## Problem to solve
Find each line below that contains the word "tree", and copy those lines out in full.

## Data
(begin)

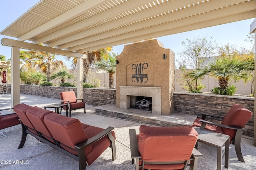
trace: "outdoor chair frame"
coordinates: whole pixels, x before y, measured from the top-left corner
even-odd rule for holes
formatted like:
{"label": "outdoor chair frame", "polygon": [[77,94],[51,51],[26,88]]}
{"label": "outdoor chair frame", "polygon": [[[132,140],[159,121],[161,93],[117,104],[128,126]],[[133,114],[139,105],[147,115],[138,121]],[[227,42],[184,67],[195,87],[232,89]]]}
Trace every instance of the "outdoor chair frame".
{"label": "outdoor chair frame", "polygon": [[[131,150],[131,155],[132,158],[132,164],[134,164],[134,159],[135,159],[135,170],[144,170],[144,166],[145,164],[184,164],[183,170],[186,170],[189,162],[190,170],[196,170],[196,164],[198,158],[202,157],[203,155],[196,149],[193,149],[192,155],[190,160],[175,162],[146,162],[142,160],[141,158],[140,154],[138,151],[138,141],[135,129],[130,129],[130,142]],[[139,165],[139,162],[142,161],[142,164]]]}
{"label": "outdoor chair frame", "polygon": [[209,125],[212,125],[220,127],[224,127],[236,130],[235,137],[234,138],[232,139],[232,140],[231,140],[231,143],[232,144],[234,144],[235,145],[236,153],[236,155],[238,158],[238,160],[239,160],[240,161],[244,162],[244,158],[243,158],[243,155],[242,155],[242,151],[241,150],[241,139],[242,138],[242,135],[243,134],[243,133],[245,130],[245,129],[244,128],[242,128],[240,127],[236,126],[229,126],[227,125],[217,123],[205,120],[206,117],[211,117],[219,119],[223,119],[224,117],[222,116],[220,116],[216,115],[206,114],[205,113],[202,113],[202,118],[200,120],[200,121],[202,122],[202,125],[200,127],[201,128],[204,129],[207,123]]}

(end)
(begin)

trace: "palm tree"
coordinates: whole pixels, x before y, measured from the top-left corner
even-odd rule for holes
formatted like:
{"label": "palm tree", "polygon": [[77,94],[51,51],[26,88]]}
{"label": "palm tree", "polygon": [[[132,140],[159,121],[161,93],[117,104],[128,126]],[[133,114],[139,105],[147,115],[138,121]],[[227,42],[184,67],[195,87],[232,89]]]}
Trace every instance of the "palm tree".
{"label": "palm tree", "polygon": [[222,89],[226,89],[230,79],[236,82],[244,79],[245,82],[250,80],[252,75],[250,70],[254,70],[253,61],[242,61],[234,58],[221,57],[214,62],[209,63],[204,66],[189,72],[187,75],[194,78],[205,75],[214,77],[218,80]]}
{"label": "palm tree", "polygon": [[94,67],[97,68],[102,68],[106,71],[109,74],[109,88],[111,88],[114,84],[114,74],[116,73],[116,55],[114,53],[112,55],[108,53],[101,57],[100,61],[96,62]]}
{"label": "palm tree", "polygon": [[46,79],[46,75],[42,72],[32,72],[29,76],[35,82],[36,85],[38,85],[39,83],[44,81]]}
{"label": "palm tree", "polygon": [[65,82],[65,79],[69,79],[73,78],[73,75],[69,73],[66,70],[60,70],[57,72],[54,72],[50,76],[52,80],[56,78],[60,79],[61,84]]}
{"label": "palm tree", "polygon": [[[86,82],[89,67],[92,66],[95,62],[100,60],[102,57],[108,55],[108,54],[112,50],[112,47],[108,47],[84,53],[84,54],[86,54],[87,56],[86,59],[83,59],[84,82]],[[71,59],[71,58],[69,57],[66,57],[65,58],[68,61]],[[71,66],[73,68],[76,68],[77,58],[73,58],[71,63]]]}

(end)

## Task solution
trace: "palm tree"
{"label": "palm tree", "polygon": [[77,94],[51,51],[26,88]]}
{"label": "palm tree", "polygon": [[[132,140],[159,121],[161,93],[117,104],[128,126]],[[133,114],[139,105],[147,115],[138,121]],[[227,42],[184,67],[195,87],[232,89]]]}
Trace every instance of the "palm tree".
{"label": "palm tree", "polygon": [[222,89],[226,89],[230,79],[236,82],[244,79],[245,82],[250,80],[252,75],[250,70],[254,70],[253,61],[242,61],[234,58],[221,57],[214,62],[209,63],[204,66],[189,72],[187,75],[194,78],[205,75],[214,77],[218,80]]}
{"label": "palm tree", "polygon": [[94,67],[97,68],[102,68],[106,71],[109,74],[109,88],[111,88],[114,84],[114,74],[116,73],[116,55],[114,53],[112,55],[108,53],[101,57],[100,61],[96,62]]}
{"label": "palm tree", "polygon": [[46,79],[46,75],[42,72],[32,72],[29,76],[35,82],[36,85],[38,85],[39,83],[44,81]]}
{"label": "palm tree", "polygon": [[65,82],[65,79],[69,79],[73,78],[73,75],[69,73],[66,70],[60,70],[57,72],[54,72],[50,76],[52,80],[56,78],[60,79],[61,84]]}
{"label": "palm tree", "polygon": [[[86,82],[89,67],[92,66],[95,62],[100,60],[102,57],[108,55],[108,54],[112,50],[112,47],[108,47],[84,53],[84,54],[86,54],[87,56],[86,59],[83,59],[84,82]],[[71,59],[71,58],[69,57],[66,57],[65,58],[68,61]],[[71,66],[73,68],[76,68],[77,58],[73,58],[71,63]]]}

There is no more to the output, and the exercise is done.